* TEXT EXCERPT
--- START ---
Your message seems to imply that these datacenter networks experience very little loss, and this is observably far from reality. In GCP you will observe levels of frame drops that a corporate datacenter architect would consider catastrophic.

>but for some reason doesn't apply to ingress (which they're silent on)

The industry standard for peering is paying the 95th percentile of egress or ingress depending on whichever is greater. Ingress is free for these clouds because egress > ingress overall.

I accept there's some level of cost, but the prices are so high it's hard to describe it as anything other than gouging to prevent competition
My personal feeling is they're moving costs around so that egress has a big margin and other items have a smaller or potentially negative margin.

I've seen this at other providers. We did a competitive pricing exercise at my last company, and our overall cost went down, but the mechanism was per hosts costs went down significantly and egress costs went up significantly, and the per host cost decrease outweighed the egress cost increase.

It still doesn't make sense to charge for ingress, because everybody knows that should be free, unless you're a residential ISP.

Many companies in many industries do this. It’s often simply not practical or sensible to price every SKU “fairly “ on some value or cost basis. Your margin varies from item to item (including negative) and the whole bundle works out.
y'all vastly underestimate how much it costs to run a CDN as large as that at scale.

bandwidth from cogent at whatever colo you can cross connect to them is wildly cheaper than "i need bandwith to everywhere" bandwidth.

> The industry standard

Pfft...

> for peering is paying the 95th percentile of egress or ingress depending on whichever is greater. Ingress is free for these clouds because egress > ingress overall

How about customers pay for actual usage, rather than some [fake] averaged-across-all-customers usage?

Why would the cloud provider charge for usage that doesn't actually cost them money? Unless usage patterns drastically change industry-wide, the ingress really doesn't matter to them. The egress does.

It seems entirely reasonable to look more skeptically at cloud providers' exact charges vs cost for egress, particularly when high egress fees might contribute to lock-in, and when the public price sheet vs the preferred customer pricing might differ radically. But asking them to totally restructure the charges, inventing a charge for ingress when their actual total ingress cost is zero and, short of major industry-wide usage pattern changes, will remain zero? Why would you do that?

Yeah, it's long been common for more traditional hosting providers to limit egress traffic and charge overage fees for going over that but have no similar limit on incoming traffic for basically the same reason: their network-wide traffic patterns mean that egress is what costs them money and ingress is effectively free on top of that.
--- END ---
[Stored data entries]
--- START ---
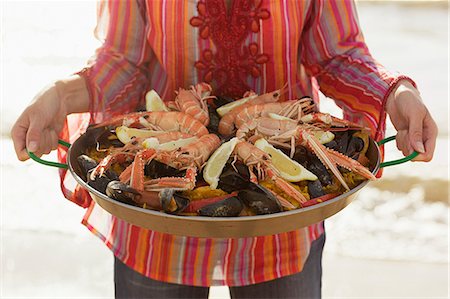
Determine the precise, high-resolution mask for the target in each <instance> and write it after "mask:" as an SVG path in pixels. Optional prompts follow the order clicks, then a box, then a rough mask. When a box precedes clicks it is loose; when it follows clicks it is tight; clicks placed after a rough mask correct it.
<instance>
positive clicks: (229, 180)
mask: <svg viewBox="0 0 450 299" xmlns="http://www.w3.org/2000/svg"><path fill="white" fill-rule="evenodd" d="M235 167H236V169H237V170H238V172H236V170H235V169H234V168H233V166H232V165H231V163H227V164H226V165H225V167H224V169H223V171H222V174H221V175H220V177H219V184H218V188H219V189H222V190H223V191H225V192H228V193H231V192H234V191H236V190H242V189H247V188H248V185H249V184H250V181H249V180H250V173H249V171H248V168H247V166H245V165H244V164H242V163H239V162H236V163H235Z"/></svg>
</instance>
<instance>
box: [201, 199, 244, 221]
mask: <svg viewBox="0 0 450 299" xmlns="http://www.w3.org/2000/svg"><path fill="white" fill-rule="evenodd" d="M243 208H244V205H243V204H242V203H241V201H240V200H239V198H237V197H235V196H232V197H228V198H226V199H224V200H221V201H218V202H216V203H213V204H210V205H207V206H204V207H203V208H201V209H200V210H198V213H199V215H201V216H209V217H235V216H239V214H240V213H241V211H242V209H243Z"/></svg>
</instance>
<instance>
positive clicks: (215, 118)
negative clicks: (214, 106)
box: [206, 105, 220, 134]
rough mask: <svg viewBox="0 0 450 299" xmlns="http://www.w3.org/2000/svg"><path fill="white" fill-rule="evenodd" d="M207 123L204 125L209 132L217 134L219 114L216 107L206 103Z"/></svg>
mask: <svg viewBox="0 0 450 299" xmlns="http://www.w3.org/2000/svg"><path fill="white" fill-rule="evenodd" d="M208 113H209V123H208V126H207V127H206V128H207V129H208V131H209V132H210V133H215V134H219V122H220V116H219V114H218V113H217V111H216V109H214V108H212V107H211V106H209V105H208Z"/></svg>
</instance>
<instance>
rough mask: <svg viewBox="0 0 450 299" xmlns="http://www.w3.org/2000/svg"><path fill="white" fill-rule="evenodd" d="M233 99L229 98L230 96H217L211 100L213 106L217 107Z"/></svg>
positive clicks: (222, 105) (230, 101)
mask: <svg viewBox="0 0 450 299" xmlns="http://www.w3.org/2000/svg"><path fill="white" fill-rule="evenodd" d="M234 100H235V99H233V98H231V97H226V96H217V97H216V98H215V99H214V100H213V104H214V106H216V107H215V108H216V109H217V108H219V107H220V106H223V105H226V104H228V103H231V102H234Z"/></svg>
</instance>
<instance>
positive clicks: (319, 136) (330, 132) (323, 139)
mask: <svg viewBox="0 0 450 299" xmlns="http://www.w3.org/2000/svg"><path fill="white" fill-rule="evenodd" d="M314 136H315V137H316V138H317V139H318V140H319V142H320V143H322V144H325V143H328V142H330V141H332V140H333V139H334V134H333V133H331V132H329V131H317V132H314Z"/></svg>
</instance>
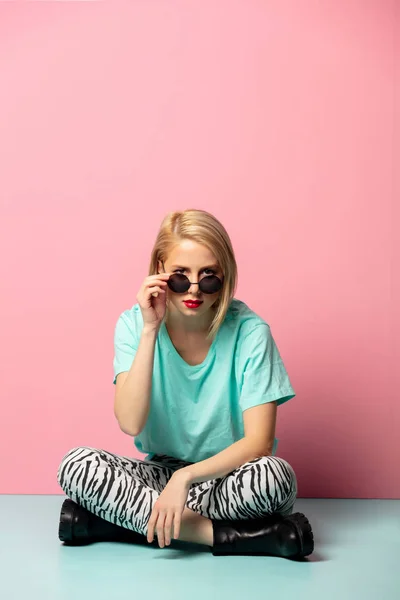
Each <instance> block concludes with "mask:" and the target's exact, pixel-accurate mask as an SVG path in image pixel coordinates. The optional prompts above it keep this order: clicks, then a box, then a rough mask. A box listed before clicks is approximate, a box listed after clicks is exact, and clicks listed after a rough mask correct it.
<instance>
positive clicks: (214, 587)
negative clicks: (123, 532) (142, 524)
mask: <svg viewBox="0 0 400 600" xmlns="http://www.w3.org/2000/svg"><path fill="white" fill-rule="evenodd" d="M64 498H65V496H61V495H60V496H12V495H4V496H0V599H1V600H14V599H18V600H20V599H22V598H29V600H36V599H37V600H39V599H40V600H47V599H51V600H58V599H65V600H67V599H68V600H80V599H82V600H83V599H84V600H119V599H121V600H122V599H124V600H125V599H129V600H135V599H137V598H140V599H153V598H154V599H157V600H200V599H201V600H205V599H207V600H211V599H212V600H214V599H215V600H217V599H218V600H225V599H226V600H236V599H237V600H239V599H240V600H250V599H253V598H257V599H258V598H260V599H263V600H264V599H265V600H266V599H269V598H273V599H274V600H278V599H279V600H285V599H286V598H291V599H292V598H295V599H296V600H301V599H303V598H304V599H307V600H312V599H313V598H323V599H324V600H330V599H331V598H335V599H337V600H347V599H348V598H352V599H357V600H358V599H359V600H370V599H374V600H395V599H396V600H399V599H400V501H397V500H330V499H326V500H318V499H298V500H297V502H296V506H295V509H294V512H303V513H304V514H305V515H306V516H307V517H308V519H309V520H310V522H311V525H312V527H313V532H314V538H315V551H314V552H313V554H312V555H311V556H310V557H308V559H304V561H303V562H295V561H290V560H287V559H284V558H280V557H273V556H268V557H258V556H257V557H256V556H234V557H232V556H221V557H214V556H213V555H212V554H211V553H210V551H209V550H208V549H207V548H203V547H201V546H195V545H186V544H184V543H179V542H173V544H174V547H173V548H172V547H170V548H165V549H162V550H161V549H158V548H155V549H154V548H151V547H147V546H145V547H139V546H134V545H131V544H123V543H116V542H102V543H97V544H92V545H90V546H85V547H68V546H63V544H62V543H61V542H60V541H59V540H58V536H57V532H58V519H59V513H60V507H61V504H62V501H63V499H64Z"/></svg>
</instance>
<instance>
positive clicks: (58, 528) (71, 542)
mask: <svg viewBox="0 0 400 600" xmlns="http://www.w3.org/2000/svg"><path fill="white" fill-rule="evenodd" d="M77 510H79V506H78V505H77V504H76V503H75V502H73V501H72V500H70V499H69V498H67V499H66V500H64V502H63V503H62V506H61V513H60V523H59V526H58V537H59V539H60V540H61V541H62V542H64V544H66V545H67V546H83V545H86V544H88V543H89V541H90V540H80V539H76V538H74V532H73V530H74V517H75V514H76V511H77Z"/></svg>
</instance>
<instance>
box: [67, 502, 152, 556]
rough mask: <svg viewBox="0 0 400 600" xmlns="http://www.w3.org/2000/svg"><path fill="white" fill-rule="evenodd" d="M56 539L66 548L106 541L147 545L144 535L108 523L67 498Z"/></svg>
--- END ---
* PROMPT 1
Shorten the paragraph in the egress pricing discussion that begins "I've seen this at other providers" and keep its main facts.
* PROMPT 2
In the egress pricing discussion, list every line marked with ">" as a quote from an earlier message.

* YOUR SOLUTION 1
The same pattern shows up at other providers. In a competitive pricing exercise at the writer's last company, overall cost dropped: per-host costs fell sharply and egress costs rose sharply, but the per-host savings outweighed the egress increase.

* YOUR SOLUTION 2
- but for some reason doesn't apply to ingress (which they're silent on)
- The industry standard
- for peering is paying the 95th percentile of egress or ingress depending on whichever is greater. Ingress is free for these clouds because egress > ingress overall